YOUR INSTRUCTIONS =>
In the passage about bowing in prayer, write out the part starting with "The Qu'ran uses" and going on through "(Ibid, p. 15)", changing every "foreheads" to "brows".
··· SOURCE EXCERPT ···
But wait, does not the word "Islam" mean "submission?" Might not bowing have some religious significance to that Arabian religion? For gosh sakes, I had a dog called Jet once, long ago, and that motion, bowing head to ground, for her meant submission, or at least, "Do not hit me." And as far I know, she did not speak a word of Persian. An Iranian cultural attribute? Give me a break. While I calm down, check over this incident from history, which pretty much marked the beginning of the Arabian religion:

"After the surih of The Brightness, which brought Him (Muhammad) consolation and told Him: "Thy Lord hath not forsaken Thee...." He felt confident of His prophetic mission. The Faithful Spirit taught Him to pray, perform ablutions, stand and kneel in worship. One day as He and Khadijih were praying together young 'Ali entered the room. He saw them bowing down before empty space. He said, "What are you doing? Before whom are you bowing down?" Muhammad said, "Before God, Whose Prophet I am." 'Ali accepted the Faith, and in future he was called "Him whose face was never sullied," because he was so young when he became a believer that he had never worshipped an idol. (Marzieh Gail, Six Lessons on Islam, p. 6)

The Qu'ran uses the expression "dust on their foreheads" as a sort of shorthand for a believer in God, since that is what they do as they pray, they bow head to ground and by so doing dirty their brow. And when the Qu'ran was written, the number of Persians bowing down to a non-idol, to apparent nothingness, was small to negligible. Consider,

"`Walk not proudly in the land, for thou canst not cleave the earth, neither shalt thou equal the mountains in stature,' (Q17:39). The true Muslims are humble, known by the dust on their foreheads -- `their tokens are on their faces' (Q48:29) -- from bowing down in prayer." (Ibid, p. 15)
··· RECORD EXCERPTS ···
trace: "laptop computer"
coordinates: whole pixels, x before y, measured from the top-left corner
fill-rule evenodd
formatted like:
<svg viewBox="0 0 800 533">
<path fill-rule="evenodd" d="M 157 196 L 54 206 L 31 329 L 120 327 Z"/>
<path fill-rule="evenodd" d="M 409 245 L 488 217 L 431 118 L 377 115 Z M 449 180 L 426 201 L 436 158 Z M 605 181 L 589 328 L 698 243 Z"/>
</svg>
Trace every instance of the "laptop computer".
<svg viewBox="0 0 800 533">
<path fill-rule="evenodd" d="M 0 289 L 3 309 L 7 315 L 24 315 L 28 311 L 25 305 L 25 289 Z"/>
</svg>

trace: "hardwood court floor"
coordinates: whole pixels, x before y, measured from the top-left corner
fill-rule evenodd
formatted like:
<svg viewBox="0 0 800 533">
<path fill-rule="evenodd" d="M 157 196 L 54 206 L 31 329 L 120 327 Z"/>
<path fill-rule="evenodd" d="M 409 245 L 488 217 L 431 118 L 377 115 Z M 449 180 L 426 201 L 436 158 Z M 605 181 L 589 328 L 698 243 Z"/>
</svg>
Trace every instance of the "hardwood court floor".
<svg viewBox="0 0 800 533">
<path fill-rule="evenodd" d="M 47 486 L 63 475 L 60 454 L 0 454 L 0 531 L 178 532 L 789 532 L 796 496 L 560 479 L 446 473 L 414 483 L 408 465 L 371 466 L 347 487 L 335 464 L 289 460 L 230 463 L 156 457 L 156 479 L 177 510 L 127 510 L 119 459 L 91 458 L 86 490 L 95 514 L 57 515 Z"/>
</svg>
···
EXERCISE OUTPUT =>
The Qu'ran uses the expression "dust on their brows" as a sort of shorthand for a believer in God, since that is what they do as they pray, they bow head to ground and by so doing dirty their brow. And when the Qu'ran was written, the number of Persians bowing down to a non-idol, to apparent nothingness, was small to negligible. Consider,

"`Walk not proudly in the land, for thou canst not cleave the earth, neither shalt thou equal the mountains in stature,' (Q17:39). The true Muslims are humble, known by the dust on their brows -- `their tokens are on their faces' (Q48:29) -- from bowing down in prayer." (Ibid, p. 15)